Thom Bell: the musical maverick who shaped Philly soul | Music

Bell with Gamble and Huff.

Thom Bell, along with Kenny Gamble and Leon Huff, was part of the holy trinity of Philly soul – the lustrous, aspirational sound that bossed the US R&B charts between the peaks of Motown in the 60s and disco in the late 70s. Bell was a supremely confident, classically trained songwriter and arranger who introduced the celeste, the french horn and the harpsichord to soul music. The results were classicssuch as Didn’t I (Blow Your Mind This Time) for the Delfonics, Back Stabbers for the O’Jays and You Make Me Feel Brand New by the Stylistics.

He was born in Kingston, Jamaica, but his parents moved to Philadelphia when he was very young. His upbringing was solidly middle-class and he was playing piano from the age of four. By the time Bell was nine he could also play drums and flugelhorn. Rock’n’roll largely passed him by; instead, he idolised Burt Bacharach and the writer and arranger Teddy Randazzo. The local Cameo-Parkway label gave Bell his first employment as an arranger in 1965, and in no time his sound became instantly recognisable. “Nobody else is in my brain but me,” he told me. “Which is why some of the things I think about are crazy – I hear oboes and bassoons. An arranger told me: ‘Thom Bell, Black people don’t listen to that.’ I said: Why limit yourself to Black people? I make music for people. I wouldn’t care if they had a horn in their head.”

* * * *

• **WHAT TO WORK ON**
In the Thom Bell profile, why did Bell reject the arranger's warning about his use of oboes and bassoons? Explain in one to three sentences.

• **COLLECTED MATERIAL**
* * * *

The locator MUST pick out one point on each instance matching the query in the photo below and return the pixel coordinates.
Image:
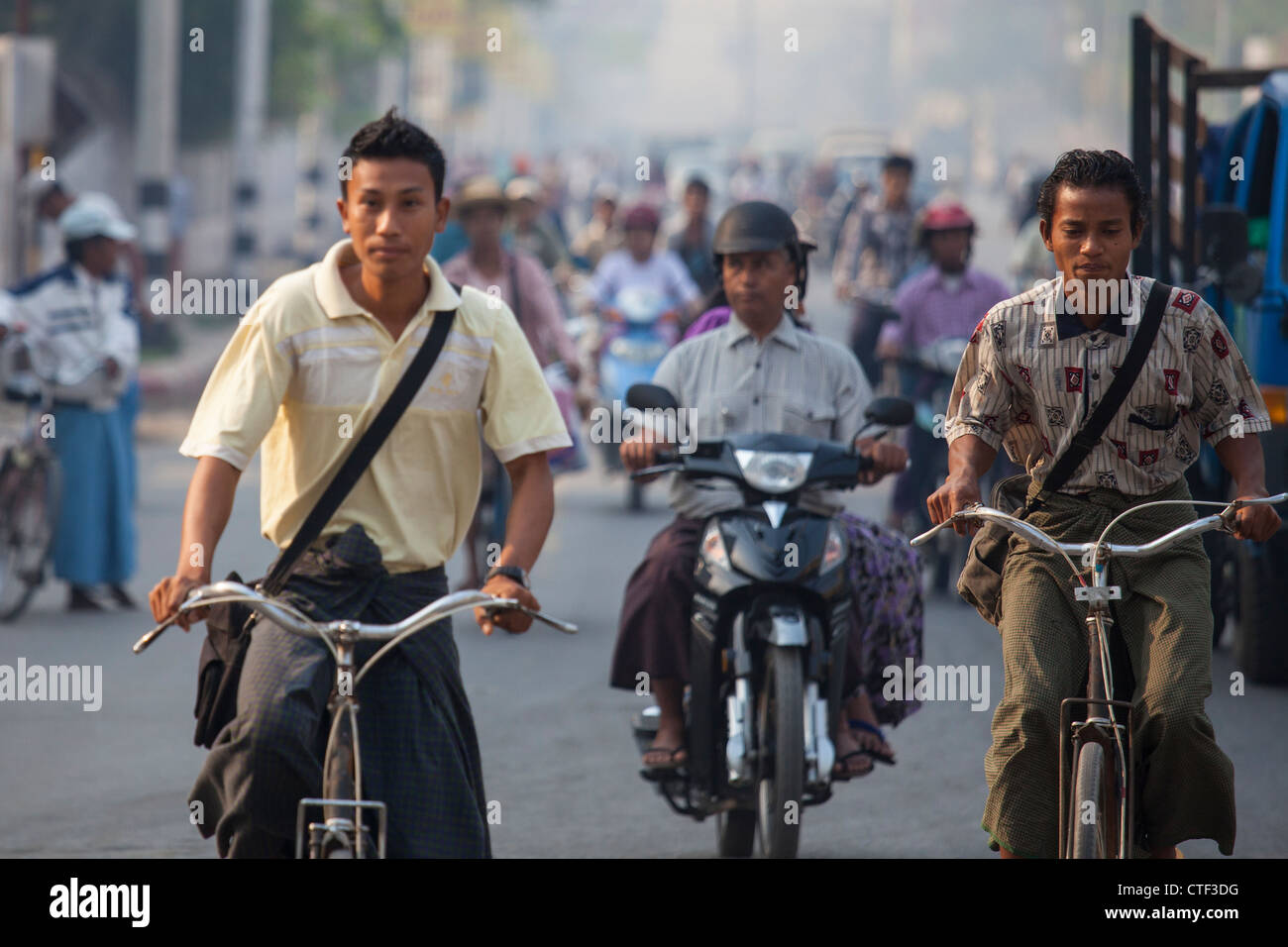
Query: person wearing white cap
(77, 317)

* * * *

• **SOLUTION TO THE EXERCISE**
The arranger told Bell that Black people don't listen to that kind of music. Bell answered that he saw no reason to limit himself to Black listeners, because he makes music for people in general.